** TEXT BLOCK follows **

Last Days in Nepal!

 It’s Sunday evening and we can’t believe that it has all come to an end – bar the reckoning! We’ve had a very quiet weekend – we were all so tired that we decided to just take things easy and do a bit of what we fancied, think about packing, last minute bits of shopping etc etc.

A spice seller at the market.

Saturday was probably the warmest day we’ve had – round about 25 degrees over mid to late morning until mid afternoon so it was wonderful to have time to sit by the pool and read for a couple of hours before lunch, having had a late and leisurely breakfast. We all decided that we did want to visit Swayambhu temple – the monkey temple – which is the second most famous and revered Buddhist temple – after Boudha Stupa, ( which is almost next to Samata) in Asia. Chris and Anne decided to walk – it was nearly five km – and we chickened out and decided to get a taxi, knowing how difficult walking on Kathmandu streets is at the best of times as they are rarely paved, have no pavements, and the traffic is a nightmare. We agreed to meet up at the top in time for sunset, which can be spectacular up there we were told. What a wise decision we made.

One of the hundreds of monkeys!

** End of TEXT BLOCK **
** DATA follows **

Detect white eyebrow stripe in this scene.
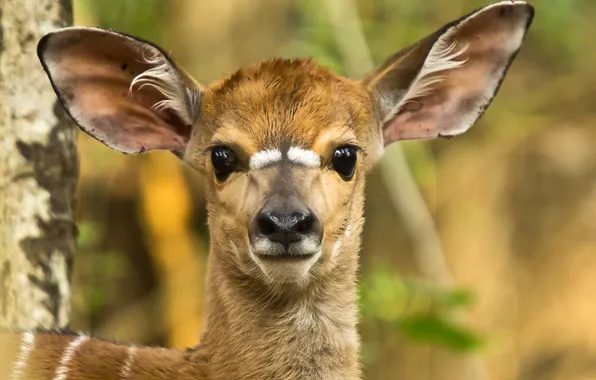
[11,332,35,380]
[54,335,89,380]
[248,149,282,170]
[288,147,321,168]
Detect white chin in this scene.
[255,251,321,283]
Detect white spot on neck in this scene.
[11,332,35,380]
[248,149,281,170]
[331,238,341,257]
[288,147,321,168]
[54,335,89,380]
[120,346,136,379]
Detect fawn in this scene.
[0,0,534,380]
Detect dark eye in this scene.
[332,145,358,181]
[211,146,236,181]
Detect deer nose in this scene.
[257,211,315,249]
[255,197,322,251]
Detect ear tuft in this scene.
[362,0,534,145]
[129,48,200,125]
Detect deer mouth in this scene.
[256,252,318,263]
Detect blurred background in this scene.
[67,0,596,380]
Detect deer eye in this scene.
[332,145,358,181]
[211,146,236,181]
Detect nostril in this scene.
[295,214,314,234]
[257,213,276,235]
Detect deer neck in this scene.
[196,226,361,380]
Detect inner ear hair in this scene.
[383,36,470,123]
[129,47,200,125]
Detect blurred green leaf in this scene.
[397,314,484,351]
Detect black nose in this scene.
[257,210,317,250]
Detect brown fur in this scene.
[2,2,531,380]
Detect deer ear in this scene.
[363,0,534,145]
[37,27,201,155]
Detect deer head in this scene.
[39,1,532,290]
[0,1,533,380]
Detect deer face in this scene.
[38,1,533,284]
[185,60,382,282]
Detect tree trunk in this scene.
[0,0,77,328]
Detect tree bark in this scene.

** End of DATA **

§ **TASK PROMPT**
Copy the whole Nepal travel post above word for word, from its title to its last line.

§ **EXERCISE OUTPUT**
Last Days in Nepal!

 It’s Sunday evening and we can’t believe that it has all come to an end – bar the reckoning! We’ve had a very quiet weekend – we were all so tired that we decided to just take things easy and do a bit of what we fancied, think about packing, last minute bits of shopping etc etc.

A spice seller at the market.

Saturday was probably the warmest day we’ve had – round about 25 degrees over mid to late morning until mid afternoon so it was wonderful to have time to sit by the pool and read for a couple of hours before lunch, having had a late and leisurely breakfast. We all decided that we did want to visit Swayambhu temple – the monkey temple – which is the second most famous and revered Buddhist temple – after Boudha Stupa, ( which is almost next to Samata) in Asia. Chris and Anne decided to walk – it was nearly five km – and we chickened out and decided to get a taxi, knowing how difficult walking on Kathmandu streets is at the best of times as they are rarely paved, have no pavements, and the traffic is a nightmare. We agreed to meet up at the top in time for sunset, which can be spectacular up there we were told. What a wise decision we made.

One of the hundreds of monkeys!